Task instructions -
Find each line in the listing below that contains the word "photo", and copy those lines out.

Available records -
⁂

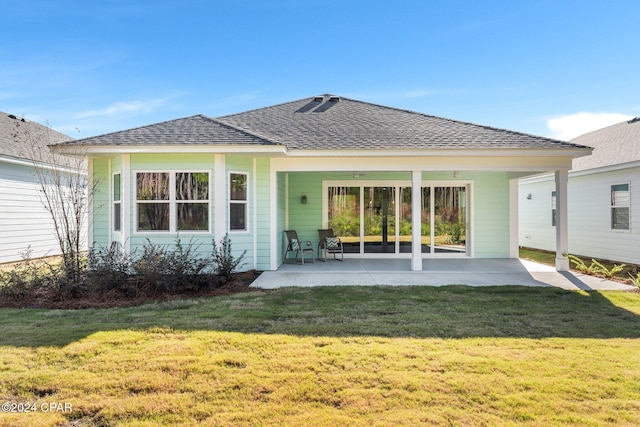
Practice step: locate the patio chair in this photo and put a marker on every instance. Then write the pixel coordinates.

⁂

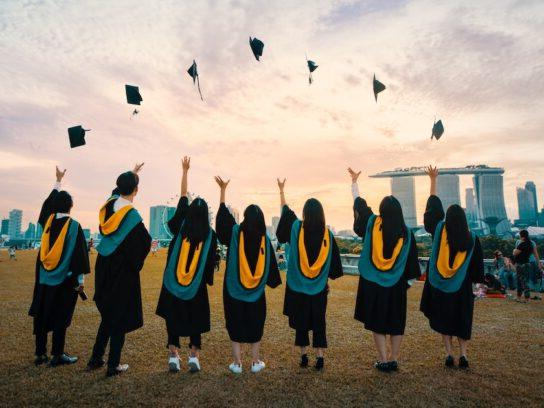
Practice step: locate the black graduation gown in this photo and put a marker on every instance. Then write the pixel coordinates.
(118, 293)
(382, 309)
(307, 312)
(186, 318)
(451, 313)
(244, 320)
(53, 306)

⁂

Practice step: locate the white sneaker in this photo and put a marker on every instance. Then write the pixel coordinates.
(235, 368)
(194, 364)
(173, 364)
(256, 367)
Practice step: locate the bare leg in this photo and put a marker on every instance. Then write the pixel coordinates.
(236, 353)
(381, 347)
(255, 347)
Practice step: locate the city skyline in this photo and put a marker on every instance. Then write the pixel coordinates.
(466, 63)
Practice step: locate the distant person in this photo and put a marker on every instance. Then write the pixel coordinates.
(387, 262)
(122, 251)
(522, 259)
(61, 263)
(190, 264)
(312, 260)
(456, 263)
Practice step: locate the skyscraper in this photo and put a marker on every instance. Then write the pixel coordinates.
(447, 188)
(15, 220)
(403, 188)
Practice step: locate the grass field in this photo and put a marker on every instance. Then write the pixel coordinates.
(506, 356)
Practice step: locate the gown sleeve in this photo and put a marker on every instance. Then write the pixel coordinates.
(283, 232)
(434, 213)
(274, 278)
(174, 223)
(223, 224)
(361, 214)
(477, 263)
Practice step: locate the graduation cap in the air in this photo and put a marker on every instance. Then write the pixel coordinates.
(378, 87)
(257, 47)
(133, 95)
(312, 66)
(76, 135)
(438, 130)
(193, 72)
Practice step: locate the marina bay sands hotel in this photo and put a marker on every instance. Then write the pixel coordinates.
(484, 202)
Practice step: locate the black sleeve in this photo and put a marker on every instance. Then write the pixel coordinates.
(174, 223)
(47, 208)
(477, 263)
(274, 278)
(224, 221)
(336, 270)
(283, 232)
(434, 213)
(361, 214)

⁂

Completed task -
Practice step: locate the patio chair in this photo and put a marker on every instance. Then write the pixel coordinates.
Practice step: locate the black graduation gown in this photo and put a marker on every instance. Then write the pixel coordinates.
Practice step: locate the white sneaker in this photo and put a marker on every instance. Then write the pixel coordinates.
Practice step: locate the bare leg in this photo and put a marker on every instance. Then write the pixel coordinates.
Practice step: locate the city skyline in this photo and put a marker on every instance. Then write the pixel coordinates.
Practice step: locate the distant person in this photo and put a marker on every instance. Then write the pixel coordinates.
Practice step: locate the skyscraper in this photo and put a marker on every instance. Then write the pixel coordinates.
Practice step: locate the grass field in this photo and put a marker on every instance. Then write the pixel coordinates.
Practice step: locate the gown sleeve in this photo and put a marker on every instance. Then write the pixel coordinates.
Practice step: locate the graduation cap in the air in this photo and put a marker on every instance. Then write the pixel coordinates.
Practice step: locate the marina bay sands hotel in this photo and put a marker on every instance. Then write the pixel coordinates.
Practice step: locate the black sleeve in this photo and put a marker on every instance. Then write the pixel coordinates.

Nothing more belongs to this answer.